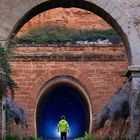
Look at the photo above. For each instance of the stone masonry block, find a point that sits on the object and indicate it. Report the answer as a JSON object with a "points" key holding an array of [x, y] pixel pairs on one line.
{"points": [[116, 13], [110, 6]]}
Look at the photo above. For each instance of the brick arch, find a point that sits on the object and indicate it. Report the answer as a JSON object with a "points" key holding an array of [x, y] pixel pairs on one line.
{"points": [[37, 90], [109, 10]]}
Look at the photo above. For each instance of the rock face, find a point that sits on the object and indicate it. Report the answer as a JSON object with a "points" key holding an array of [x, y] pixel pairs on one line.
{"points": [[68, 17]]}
---
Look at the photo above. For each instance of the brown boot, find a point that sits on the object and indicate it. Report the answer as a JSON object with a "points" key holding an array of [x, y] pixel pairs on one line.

Task to complete | Pick out every row above that contains the word "block", and copy each one in full.

Exercise response |
Look at the photo above. For each instance of the stone masonry block, find a point that sits on the object and indicate it. Report the answer as a JSON object with a "points" key holding an array of [x, y] pixel pairs on one line.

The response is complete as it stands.